**DATA EXCERPTS:**
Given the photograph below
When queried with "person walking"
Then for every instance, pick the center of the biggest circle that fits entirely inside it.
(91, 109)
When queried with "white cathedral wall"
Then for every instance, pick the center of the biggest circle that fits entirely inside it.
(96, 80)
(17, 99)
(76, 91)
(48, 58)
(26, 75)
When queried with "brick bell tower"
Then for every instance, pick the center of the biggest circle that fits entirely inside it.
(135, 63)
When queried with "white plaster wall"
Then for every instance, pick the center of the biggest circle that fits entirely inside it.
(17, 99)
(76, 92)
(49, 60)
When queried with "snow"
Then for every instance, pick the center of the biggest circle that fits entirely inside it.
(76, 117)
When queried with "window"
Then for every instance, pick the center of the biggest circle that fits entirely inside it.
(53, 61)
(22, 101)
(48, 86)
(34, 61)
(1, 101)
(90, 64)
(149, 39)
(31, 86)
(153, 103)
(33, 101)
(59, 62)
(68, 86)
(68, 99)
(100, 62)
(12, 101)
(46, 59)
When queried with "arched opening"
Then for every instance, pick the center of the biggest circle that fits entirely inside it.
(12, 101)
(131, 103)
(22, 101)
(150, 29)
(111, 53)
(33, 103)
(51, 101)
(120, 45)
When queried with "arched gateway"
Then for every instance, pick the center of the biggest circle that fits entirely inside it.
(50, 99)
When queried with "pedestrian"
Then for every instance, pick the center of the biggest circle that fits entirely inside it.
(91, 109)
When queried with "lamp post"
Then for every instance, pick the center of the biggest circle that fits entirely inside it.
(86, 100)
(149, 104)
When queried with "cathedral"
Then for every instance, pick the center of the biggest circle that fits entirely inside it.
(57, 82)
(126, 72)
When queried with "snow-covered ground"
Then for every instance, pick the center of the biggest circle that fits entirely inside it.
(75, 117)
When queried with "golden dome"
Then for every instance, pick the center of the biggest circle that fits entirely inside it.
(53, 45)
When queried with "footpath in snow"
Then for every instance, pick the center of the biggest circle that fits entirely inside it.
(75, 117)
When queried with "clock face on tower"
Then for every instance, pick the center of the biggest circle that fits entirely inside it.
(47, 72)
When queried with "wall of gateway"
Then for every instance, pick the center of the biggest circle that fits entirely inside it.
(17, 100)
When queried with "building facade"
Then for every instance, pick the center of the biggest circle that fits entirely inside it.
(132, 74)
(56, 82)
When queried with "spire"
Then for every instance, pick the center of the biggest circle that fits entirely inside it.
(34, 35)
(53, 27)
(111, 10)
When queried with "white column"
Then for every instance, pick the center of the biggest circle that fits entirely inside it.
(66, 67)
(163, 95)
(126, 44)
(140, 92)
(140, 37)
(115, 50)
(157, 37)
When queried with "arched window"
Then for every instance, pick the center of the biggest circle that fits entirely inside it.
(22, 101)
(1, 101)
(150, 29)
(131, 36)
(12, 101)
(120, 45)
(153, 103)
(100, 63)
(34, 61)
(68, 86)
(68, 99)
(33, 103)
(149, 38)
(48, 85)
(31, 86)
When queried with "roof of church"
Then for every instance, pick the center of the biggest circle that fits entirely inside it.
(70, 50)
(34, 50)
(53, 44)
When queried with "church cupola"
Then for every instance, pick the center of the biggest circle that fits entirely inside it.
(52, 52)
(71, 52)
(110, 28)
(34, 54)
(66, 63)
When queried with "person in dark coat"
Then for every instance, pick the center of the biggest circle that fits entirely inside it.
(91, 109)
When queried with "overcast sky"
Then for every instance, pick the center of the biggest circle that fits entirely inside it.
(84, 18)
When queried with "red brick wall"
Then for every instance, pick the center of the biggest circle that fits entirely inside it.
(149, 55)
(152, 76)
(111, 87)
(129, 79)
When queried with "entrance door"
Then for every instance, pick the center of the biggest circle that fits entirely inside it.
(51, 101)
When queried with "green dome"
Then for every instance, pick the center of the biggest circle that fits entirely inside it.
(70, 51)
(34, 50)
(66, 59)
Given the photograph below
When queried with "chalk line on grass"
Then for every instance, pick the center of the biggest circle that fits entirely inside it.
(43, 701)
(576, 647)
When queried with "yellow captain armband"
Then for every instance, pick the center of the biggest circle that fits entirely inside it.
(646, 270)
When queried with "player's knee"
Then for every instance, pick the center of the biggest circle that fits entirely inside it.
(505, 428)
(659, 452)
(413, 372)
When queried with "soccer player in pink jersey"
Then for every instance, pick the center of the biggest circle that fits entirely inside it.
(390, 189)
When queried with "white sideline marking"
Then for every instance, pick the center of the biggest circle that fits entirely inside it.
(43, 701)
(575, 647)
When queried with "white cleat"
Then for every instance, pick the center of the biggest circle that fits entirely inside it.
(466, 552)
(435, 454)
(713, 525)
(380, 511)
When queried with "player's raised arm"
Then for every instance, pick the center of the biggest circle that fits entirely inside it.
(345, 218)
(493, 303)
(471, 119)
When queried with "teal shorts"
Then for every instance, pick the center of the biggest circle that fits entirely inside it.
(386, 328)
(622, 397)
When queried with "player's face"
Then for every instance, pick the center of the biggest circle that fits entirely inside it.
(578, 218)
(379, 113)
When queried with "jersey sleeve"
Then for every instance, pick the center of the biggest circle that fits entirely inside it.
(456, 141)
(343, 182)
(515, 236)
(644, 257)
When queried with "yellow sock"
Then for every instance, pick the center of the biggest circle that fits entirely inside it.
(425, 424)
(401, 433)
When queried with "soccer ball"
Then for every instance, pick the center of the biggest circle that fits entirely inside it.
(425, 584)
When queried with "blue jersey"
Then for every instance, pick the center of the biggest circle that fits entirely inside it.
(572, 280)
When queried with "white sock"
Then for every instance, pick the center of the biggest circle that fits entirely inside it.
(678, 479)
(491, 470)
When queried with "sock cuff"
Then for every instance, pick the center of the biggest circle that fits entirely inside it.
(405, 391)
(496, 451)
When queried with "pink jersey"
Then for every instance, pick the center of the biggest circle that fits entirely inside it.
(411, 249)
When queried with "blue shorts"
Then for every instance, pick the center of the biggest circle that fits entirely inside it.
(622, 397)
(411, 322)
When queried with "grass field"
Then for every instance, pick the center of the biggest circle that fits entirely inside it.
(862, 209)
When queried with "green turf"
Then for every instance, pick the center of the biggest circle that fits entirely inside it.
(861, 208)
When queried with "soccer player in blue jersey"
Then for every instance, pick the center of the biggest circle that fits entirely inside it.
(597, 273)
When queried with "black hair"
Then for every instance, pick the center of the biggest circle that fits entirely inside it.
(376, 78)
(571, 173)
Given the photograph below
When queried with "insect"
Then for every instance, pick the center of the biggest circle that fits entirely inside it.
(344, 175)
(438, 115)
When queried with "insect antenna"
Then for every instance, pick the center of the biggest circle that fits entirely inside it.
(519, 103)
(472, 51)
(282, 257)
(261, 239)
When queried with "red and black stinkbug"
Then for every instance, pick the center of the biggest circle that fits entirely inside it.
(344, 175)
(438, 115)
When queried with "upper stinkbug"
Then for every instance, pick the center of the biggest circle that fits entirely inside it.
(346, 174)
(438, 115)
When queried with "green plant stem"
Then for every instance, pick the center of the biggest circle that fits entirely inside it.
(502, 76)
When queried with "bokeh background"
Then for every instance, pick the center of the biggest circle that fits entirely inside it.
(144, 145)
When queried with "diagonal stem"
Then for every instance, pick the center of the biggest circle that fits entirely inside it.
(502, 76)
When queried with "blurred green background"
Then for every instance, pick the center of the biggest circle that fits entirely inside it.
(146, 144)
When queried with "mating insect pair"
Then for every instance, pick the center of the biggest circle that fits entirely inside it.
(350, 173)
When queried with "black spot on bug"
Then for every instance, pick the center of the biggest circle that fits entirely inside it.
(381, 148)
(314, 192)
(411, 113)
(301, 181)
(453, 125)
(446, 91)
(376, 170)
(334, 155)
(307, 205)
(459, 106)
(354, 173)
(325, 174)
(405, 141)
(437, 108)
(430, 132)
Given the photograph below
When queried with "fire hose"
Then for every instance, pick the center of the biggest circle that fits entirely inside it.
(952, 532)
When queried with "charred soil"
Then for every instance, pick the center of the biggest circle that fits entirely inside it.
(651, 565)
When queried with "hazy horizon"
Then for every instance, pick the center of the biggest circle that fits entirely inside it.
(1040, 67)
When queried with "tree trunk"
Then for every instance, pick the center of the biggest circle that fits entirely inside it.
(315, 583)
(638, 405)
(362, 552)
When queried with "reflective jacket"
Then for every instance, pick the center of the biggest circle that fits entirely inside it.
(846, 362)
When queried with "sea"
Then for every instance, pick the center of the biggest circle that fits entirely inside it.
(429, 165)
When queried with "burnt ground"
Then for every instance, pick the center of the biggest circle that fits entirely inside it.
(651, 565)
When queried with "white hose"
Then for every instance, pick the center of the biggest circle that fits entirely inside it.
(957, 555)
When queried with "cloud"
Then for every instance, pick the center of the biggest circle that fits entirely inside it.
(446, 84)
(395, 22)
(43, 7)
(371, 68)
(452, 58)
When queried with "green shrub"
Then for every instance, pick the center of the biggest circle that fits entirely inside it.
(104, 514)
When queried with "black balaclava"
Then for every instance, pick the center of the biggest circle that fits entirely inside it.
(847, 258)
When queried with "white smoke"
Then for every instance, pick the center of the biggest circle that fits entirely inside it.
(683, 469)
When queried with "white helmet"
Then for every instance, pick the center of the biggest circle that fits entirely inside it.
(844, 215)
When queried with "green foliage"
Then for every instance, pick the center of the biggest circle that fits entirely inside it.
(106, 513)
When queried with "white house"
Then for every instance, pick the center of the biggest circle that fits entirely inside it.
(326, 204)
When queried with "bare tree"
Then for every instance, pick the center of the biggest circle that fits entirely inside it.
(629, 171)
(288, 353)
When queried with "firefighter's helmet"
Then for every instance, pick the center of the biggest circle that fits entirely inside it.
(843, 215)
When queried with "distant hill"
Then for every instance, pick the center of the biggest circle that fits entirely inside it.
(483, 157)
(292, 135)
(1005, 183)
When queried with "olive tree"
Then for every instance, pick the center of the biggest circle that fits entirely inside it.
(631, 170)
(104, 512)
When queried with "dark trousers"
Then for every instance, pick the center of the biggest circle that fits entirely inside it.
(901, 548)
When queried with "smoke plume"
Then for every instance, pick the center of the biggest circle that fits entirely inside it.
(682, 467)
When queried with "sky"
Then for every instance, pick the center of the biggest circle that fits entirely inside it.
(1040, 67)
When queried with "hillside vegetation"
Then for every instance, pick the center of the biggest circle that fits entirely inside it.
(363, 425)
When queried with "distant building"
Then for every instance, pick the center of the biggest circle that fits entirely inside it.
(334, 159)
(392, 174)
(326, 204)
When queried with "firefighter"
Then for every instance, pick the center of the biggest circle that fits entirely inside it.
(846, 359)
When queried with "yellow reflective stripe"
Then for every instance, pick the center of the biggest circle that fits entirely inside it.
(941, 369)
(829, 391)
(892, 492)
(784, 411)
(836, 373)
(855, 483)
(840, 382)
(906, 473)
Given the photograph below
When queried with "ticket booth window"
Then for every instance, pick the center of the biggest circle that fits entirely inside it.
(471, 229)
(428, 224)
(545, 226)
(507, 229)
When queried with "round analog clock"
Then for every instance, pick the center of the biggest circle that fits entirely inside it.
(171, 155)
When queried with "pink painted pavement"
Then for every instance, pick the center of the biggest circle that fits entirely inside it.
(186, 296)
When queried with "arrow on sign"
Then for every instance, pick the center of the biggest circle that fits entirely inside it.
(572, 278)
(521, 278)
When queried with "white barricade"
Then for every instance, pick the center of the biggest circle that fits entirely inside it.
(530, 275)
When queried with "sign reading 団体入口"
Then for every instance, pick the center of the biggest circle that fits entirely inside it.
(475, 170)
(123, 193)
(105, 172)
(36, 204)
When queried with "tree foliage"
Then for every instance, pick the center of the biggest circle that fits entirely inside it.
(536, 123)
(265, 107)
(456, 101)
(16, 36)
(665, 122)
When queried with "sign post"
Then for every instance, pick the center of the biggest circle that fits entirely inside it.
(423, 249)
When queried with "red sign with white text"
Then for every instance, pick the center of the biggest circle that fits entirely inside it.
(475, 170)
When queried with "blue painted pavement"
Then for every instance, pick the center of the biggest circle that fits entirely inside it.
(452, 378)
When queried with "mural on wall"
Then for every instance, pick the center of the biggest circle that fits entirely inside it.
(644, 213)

**STATED TASK:** From the line containing "sign with white" down to the final line of the data, write out every line exactly; both the first and last of these belong in your answer, and nothing else does.

**RESULT FOR THIS EXERCISE:**
When queried with "red sign with white text"
Then for every instance, pick the center of the biggest circle that fits entirely inside it.
(475, 170)
When queried with "blue painted pavement"
Then for every instance, pick the center of the biggest circle that fits entirely inside it.
(452, 378)
When queried with "mural on wall"
Then for every instance, pick the center of the biggest circle that fits entirely inside it.
(644, 213)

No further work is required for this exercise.